TO BE DONE
Take the line that contains "For the evaluation set, indicate each instance of the neck" and every line after it in the material below, and quote them exactly.

Source data:

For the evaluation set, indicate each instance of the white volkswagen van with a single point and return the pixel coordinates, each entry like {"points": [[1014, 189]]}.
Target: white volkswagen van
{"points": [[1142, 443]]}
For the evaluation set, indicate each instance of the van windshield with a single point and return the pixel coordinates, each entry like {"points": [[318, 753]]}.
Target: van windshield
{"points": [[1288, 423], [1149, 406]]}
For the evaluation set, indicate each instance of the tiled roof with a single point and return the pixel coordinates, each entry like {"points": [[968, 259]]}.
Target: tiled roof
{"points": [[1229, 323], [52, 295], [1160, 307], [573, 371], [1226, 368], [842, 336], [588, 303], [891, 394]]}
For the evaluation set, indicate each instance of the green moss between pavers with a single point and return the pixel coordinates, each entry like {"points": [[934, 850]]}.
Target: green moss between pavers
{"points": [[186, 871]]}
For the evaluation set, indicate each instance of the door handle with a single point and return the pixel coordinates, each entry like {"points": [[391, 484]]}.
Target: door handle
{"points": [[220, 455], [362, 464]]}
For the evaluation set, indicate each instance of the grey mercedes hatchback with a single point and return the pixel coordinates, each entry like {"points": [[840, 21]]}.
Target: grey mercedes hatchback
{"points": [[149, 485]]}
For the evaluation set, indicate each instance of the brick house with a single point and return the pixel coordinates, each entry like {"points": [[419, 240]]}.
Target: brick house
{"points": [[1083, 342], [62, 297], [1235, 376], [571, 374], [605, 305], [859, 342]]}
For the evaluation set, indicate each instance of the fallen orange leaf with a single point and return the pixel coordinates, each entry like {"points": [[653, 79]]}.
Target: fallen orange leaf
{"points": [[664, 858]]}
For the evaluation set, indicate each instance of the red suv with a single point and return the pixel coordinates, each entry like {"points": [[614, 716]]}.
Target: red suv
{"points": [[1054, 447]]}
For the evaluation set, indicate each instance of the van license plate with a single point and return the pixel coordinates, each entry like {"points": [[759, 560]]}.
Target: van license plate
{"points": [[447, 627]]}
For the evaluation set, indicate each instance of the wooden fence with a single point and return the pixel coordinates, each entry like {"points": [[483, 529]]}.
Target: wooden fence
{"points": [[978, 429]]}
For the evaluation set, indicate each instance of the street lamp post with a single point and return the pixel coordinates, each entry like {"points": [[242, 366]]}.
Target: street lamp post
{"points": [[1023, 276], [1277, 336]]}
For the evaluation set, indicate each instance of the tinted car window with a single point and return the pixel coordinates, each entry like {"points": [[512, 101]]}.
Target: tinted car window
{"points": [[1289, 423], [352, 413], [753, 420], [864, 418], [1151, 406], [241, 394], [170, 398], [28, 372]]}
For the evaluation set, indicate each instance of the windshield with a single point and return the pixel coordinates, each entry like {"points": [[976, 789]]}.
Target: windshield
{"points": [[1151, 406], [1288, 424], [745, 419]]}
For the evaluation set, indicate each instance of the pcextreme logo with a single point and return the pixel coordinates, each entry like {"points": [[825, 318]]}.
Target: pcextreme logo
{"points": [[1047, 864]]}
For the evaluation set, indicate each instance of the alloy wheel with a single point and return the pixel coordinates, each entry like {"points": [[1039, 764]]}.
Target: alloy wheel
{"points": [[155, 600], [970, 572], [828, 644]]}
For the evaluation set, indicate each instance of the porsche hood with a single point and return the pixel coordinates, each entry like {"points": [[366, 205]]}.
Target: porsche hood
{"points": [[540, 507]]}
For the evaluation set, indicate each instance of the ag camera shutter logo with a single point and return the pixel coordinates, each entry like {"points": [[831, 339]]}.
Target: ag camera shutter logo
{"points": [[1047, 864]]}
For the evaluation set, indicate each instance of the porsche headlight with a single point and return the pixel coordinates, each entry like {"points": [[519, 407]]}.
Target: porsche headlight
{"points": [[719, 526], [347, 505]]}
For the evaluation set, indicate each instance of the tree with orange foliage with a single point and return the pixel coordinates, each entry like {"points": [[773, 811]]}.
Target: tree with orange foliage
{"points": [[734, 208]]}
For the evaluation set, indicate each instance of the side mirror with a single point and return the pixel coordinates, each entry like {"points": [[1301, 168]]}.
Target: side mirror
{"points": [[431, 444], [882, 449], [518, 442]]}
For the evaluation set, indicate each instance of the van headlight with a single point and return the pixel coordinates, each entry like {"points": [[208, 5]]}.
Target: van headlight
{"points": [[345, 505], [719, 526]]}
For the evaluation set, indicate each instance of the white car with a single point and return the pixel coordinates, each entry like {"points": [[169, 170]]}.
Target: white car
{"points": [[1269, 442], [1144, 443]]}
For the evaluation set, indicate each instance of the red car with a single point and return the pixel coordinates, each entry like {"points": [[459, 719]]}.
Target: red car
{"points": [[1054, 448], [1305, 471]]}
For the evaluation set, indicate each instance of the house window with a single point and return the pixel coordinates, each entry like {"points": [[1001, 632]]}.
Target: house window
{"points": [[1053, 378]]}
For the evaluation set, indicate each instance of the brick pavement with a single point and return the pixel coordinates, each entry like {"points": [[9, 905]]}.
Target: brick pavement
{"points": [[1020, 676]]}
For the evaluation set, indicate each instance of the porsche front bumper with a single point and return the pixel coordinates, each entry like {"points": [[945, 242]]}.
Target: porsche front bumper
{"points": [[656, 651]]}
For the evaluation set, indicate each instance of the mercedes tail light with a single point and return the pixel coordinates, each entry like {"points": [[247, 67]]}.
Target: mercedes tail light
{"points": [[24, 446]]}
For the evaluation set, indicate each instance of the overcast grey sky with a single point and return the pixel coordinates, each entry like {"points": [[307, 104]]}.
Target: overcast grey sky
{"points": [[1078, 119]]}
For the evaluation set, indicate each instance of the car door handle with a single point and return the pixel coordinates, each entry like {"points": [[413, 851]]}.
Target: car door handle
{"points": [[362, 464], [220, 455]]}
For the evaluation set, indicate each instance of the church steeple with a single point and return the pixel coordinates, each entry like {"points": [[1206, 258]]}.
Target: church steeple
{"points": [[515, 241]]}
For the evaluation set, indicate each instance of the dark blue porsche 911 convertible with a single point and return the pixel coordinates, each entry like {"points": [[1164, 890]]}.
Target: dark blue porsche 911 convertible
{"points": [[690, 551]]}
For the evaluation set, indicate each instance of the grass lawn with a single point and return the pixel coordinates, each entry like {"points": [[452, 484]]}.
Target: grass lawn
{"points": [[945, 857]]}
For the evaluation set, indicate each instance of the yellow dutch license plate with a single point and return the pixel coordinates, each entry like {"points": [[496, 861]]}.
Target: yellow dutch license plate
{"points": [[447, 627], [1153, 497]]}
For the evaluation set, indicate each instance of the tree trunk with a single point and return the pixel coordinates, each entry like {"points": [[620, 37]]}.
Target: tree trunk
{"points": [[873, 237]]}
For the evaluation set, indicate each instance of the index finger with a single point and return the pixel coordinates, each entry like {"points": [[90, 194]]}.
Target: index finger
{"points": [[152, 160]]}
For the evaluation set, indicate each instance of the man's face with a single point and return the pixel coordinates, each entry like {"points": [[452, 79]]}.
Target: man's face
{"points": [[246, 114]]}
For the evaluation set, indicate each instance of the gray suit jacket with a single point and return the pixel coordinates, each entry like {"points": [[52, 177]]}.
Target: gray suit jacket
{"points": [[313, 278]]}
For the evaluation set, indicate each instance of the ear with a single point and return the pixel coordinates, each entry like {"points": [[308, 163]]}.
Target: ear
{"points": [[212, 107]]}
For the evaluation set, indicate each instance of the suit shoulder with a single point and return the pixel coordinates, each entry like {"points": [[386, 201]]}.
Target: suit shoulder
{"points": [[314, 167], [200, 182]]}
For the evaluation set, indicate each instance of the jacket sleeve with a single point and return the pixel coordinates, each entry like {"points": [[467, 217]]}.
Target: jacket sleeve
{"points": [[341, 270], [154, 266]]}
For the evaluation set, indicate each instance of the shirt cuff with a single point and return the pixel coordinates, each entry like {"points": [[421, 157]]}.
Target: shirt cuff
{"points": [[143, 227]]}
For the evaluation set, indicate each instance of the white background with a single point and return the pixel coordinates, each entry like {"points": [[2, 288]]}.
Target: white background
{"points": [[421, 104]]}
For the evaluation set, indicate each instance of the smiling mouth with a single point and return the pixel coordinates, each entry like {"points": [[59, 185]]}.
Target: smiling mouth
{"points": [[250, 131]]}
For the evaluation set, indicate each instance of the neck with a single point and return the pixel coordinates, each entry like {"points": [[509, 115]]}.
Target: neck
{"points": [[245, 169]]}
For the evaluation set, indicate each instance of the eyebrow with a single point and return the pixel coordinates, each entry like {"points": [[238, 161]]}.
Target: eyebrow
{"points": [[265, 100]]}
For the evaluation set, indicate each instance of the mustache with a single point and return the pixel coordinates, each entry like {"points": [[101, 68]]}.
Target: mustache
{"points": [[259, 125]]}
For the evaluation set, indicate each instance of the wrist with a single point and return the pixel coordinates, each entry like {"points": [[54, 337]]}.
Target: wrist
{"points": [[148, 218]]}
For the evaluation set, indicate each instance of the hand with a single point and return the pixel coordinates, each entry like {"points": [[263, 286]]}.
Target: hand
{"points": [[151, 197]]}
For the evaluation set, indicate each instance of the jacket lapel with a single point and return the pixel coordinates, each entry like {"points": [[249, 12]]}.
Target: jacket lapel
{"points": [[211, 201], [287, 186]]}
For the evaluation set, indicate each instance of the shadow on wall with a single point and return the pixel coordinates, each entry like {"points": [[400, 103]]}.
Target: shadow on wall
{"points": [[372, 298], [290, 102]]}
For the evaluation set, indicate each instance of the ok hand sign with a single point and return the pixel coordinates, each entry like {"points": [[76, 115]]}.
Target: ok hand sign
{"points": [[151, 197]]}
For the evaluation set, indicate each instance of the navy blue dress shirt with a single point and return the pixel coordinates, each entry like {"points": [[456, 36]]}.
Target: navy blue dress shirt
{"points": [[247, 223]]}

ANSWER IN FULL
For the evaluation set, indicate each instance of the neck with a single point and return the pixel coordinates, each entry like {"points": [[509, 115]]}.
Target: neck
{"points": [[245, 169]]}
For the evaluation set, indicate each instance of the eyebrow with a single point and return the pixel coordinates, each entry like {"points": [[238, 161]]}.
Target: eyebrow
{"points": [[265, 100]]}
For the evaluation set, indicate each instance of the mustache with a single point and return the pixel coordinates, each entry like {"points": [[101, 68]]}.
Target: mustache
{"points": [[259, 125]]}
For the evaluation set, indicate each instance of the wrist with a single point and return the pixel coordinates, each entry like {"points": [[54, 337]]}.
Target: wrist
{"points": [[148, 218]]}
For the evaluation set, indicate each instance of the hand with a single point and return the pixel coordinates, each entry like {"points": [[263, 286]]}.
Target: hand
{"points": [[151, 197]]}
For the evaluation set, indicate each instance of the jacket lapel with a single point and return the pixel coordinates, each entry like {"points": [[249, 12]]}.
Target: jacket lapel
{"points": [[211, 201], [287, 186]]}
For the evaluation set, indicate each instance of the shadow on wall with a single point and return the pixel coordinates, each entry like {"points": [[400, 103]]}.
Target: shadow on wall
{"points": [[372, 298], [290, 102]]}
For the evaluation set, indicate each instance of the ok hand sign with a single point and return the pixel coordinates, each entry like {"points": [[76, 115]]}.
Target: ok hand sign
{"points": [[151, 197]]}
For the evaluation set, indicate each instance of the navy blue dress shirt with a single point and return the pixel coordinates, each entry like {"points": [[456, 36]]}.
Target: navy blue dress shirt
{"points": [[247, 223]]}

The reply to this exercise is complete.